# SOURCE PASSAGE
++++++++
When I was growing up, finance was mother’s milk to me, especially as I was a bit of a math geek. But for my formal education, I was trained—rather rigorously, and in spite of my laziness—as a philosopher and a historian. This odd combination is why I have such a jaundiced view of economics: I don’t find economics particularly intimidating, or even particularly challenging—it’s just finance’s snooty but poor (and slightly daft) older cousin. History’s surprisingly ignorant and blinkered accountant. Philosophy and Math’s lightly retarded, Puritanically rigid, and altogether rather embarrassing spawn.
Now, it’s all good and fine for me to rant about how useless economics is—but these aren’t empty complaints on my part: I can point to a single, specific, monumental failing of economics—a failure in the discipline which pretty much proves my point:
The United States is going bankrupt—and economics cannot explain why.
In fact, a surprisingly large number of economists choose to ignore the problem of America’s looming bankruptcy altogether; or claim there is something called a “structural deficit” (a highfalutin way of pretending that it cannot be fixed, and therefore doesn’t need fixing); or else—as is the case of the fools backing Modern Monetary Theory—they make the claim that all deficits are just debts the government owes itself, so therefore the American government cannot go broke, so therefore—and let’s ring out the QED—the fiscal over-indebtedness is actually not a problem because it doesn’t even actually exist!
They really do claim that. And no, they are not high.
Of course, sovereign over-indebtedness does exist, and it is a problem—a terrible, life-or-death problem: As a lot of historians have pointed out, sovereign bankruptcy presages and ushers the collapse of great nations—often violent collapse. And this is something we want to avoid, no?
Some schools of economic thought recognize that deficits are bad because they lead to bankruptcy, and that therefore fiscal budgets should be balanced so as to avoid them. But they do not explain why this is the case—they have no argument to explain why deficits happen in the first place. That these clever Austrians point to something that has happened before, and therefore infer that it will happen again if similar conditions are met is not an argument—it is an observation, like saying that the sun has risen countless times in the east, so it will likely rise again in the east tomorrow morning.
This is a true observation—but it doesn’t explain why the sun will rise tomorrow in the east. Since the Austrians cannot explain why deficits happen and eventually lead to national bankruptcy, they are simply positing them, much like tenets of a religion. These arguments might appeal more to our experiences in the real world—especially when compared to the a priori drivel of Neo-Keynesians, Monetarists, MMT weenies, and their ilk: Peddlers of arguments as unsound as atonal clamor. But a posteriori arguments based on intuition and “common sense”—gussied up in German though they may be, and attractive though we may find them—are of no help, because they are based on faith, not reason.
If anything has to be taken on faith—if it can’t be analyzed, its premises scrutinized, and the overall argument judged to be sound or unsound—then it’s really no argument at all.
I have the argument that explains why fiscal deficits happen. Moreover, I can explain why fiscal deficits occur in a democracy in a manner which is different from any other sort of regime. My theory can explain why fiscal debts in a democracy grow once they start, and I can explain why this growth in debt inevitably, inexorably leads to the bankruptcy of the democratic regime. Further, I can prove—by sound and valid argumentation—that the United States is going bankrupt right now because of this process.
++++++++
# SUPPLIED RECORDS
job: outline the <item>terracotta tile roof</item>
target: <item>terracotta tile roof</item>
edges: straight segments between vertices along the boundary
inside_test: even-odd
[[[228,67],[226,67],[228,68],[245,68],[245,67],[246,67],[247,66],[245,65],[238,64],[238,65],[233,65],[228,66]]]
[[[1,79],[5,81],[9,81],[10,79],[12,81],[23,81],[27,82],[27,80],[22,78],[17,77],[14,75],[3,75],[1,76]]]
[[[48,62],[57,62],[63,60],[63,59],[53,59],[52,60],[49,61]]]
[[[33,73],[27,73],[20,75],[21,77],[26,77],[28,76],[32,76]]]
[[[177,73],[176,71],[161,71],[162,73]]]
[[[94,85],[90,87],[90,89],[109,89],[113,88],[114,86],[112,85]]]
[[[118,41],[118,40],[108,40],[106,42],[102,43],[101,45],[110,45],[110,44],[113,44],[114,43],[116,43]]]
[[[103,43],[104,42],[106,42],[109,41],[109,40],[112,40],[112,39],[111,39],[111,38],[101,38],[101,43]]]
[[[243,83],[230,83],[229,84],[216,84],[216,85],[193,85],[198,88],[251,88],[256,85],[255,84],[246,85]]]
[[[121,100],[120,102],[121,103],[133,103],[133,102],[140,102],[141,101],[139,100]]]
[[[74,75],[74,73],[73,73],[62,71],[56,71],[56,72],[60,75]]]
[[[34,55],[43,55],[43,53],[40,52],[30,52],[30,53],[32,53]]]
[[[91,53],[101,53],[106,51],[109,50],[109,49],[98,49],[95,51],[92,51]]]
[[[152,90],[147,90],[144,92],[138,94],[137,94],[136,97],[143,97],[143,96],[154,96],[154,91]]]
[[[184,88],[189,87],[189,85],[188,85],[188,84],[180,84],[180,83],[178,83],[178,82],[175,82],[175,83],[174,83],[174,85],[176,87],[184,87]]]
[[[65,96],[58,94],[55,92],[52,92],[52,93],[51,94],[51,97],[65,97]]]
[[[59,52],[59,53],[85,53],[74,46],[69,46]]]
++++++++
# WORK REQUIRED
Transcribe the essay on economics and U.S. bankruptcy from "If anything has" to "of this process.".

# OUTPUT OF THE EXERCISE
If anything has to be taken on faith—if it can’t be analyzed, its premises scrutinized, and the overall argument judged to be sound or unsound—then it’s really no argument at all.
I have the argument that explains why fiscal deficits happen. Moreover, I can explain why fiscal deficits occur in a democracy in a manner which is different from any other sort of regime. My theory can explain why fiscal debts in a democracy grow once they start, and I can explain why this growth in debt inevitably, inexorably leads to the bankruptcy of the democratic regime. Further, I can prove—by sound and valid argumentation—that the United States is going bankrupt right now because of this process.